# [WHAT IS REQUIRED]
Copy out all the records exactly.

-- Begin PROVIDED INFORMATION --

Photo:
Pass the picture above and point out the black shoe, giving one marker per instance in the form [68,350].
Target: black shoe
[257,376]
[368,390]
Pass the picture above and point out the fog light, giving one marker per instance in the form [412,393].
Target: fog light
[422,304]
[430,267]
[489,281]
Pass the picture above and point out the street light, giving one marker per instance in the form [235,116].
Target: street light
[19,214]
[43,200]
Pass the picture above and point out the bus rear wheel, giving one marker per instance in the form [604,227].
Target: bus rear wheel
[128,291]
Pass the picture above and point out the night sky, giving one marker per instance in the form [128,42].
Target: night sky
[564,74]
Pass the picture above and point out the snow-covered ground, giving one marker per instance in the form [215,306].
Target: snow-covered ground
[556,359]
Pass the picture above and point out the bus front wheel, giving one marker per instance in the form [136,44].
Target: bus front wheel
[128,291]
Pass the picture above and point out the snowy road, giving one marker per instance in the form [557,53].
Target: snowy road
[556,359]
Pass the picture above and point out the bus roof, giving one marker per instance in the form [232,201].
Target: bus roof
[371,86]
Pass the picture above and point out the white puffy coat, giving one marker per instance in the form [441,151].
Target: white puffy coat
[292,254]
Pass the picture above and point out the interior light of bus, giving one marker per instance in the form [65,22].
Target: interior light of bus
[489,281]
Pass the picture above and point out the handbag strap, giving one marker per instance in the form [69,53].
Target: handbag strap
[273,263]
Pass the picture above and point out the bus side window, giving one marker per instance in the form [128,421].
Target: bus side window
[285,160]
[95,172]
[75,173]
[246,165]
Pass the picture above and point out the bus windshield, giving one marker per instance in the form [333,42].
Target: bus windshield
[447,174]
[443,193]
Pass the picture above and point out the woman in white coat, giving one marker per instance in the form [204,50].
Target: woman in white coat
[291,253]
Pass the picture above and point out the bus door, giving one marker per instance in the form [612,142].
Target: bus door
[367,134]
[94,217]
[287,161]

-- End PROVIDED INFORMATION --

# [EXERCISE RESULT]
Photo:
Pass the picture above and point out the black shoe, giving one marker per instance in the form [68,350].
Target: black shoe
[257,376]
[368,390]
Pass the picture above and point out the fog light, giving one marker per instance in the form [412,393].
Target: fog light
[422,304]
[430,267]
[489,281]
Pass the picture above and point out the street light, giving one marker per instance in the form [235,116].
Target: street light
[19,214]
[43,200]
Pass the picture above and point out the bus rear wheel, giving one marker per instance in the form [604,227].
Target: bus rear wheel
[128,291]
Pass the picture above and point out the night sky, giving one marker per instance in the form [128,42].
Target: night sky
[564,74]
Pass the picture above and point out the snow-covered ground, giving one marker per instance in the form [215,306].
Target: snow-covered ground
[556,359]
Pass the picture above and point out the bus front wheel, giving one marker per instance in the form [136,44].
Target: bus front wheel
[128,291]
Pass the picture above and point out the snowy road, giving one marker per instance in the form [557,53].
Target: snowy road
[556,359]
Pass the picture above and point out the bus roof, giving one marker per instance in the form [232,201].
Target: bus roof
[371,86]
Pass the picture above and point out the white puffy coat, giving one marker per instance in the form [441,151].
Target: white puffy coat
[292,254]
Pass the picture above and point out the interior light of bus, giving one marker per instance in the form [65,22].
Target: interior light of bus
[489,281]
Pass the picture above and point out the handbag strap, giving one marker per instance in the form [69,53].
Target: handbag strap
[273,263]
Pass the picture above and point out the bus side window, giving one marker per instance in the form [128,421].
Target: bus side window
[285,160]
[95,172]
[75,173]
[246,165]
Pass the picture above and point out the bus windshield, giving one marker per instance in the form [333,42].
Target: bus windshield
[447,174]
[443,193]
Pass the picture above and point out the woman in white coat, giving one marker per instance in the form [204,50].
Target: woman in white coat
[291,253]
Pass the picture above and point out the bus door, giving one marker per instance in the form [612,142].
Target: bus door
[367,134]
[94,217]
[287,161]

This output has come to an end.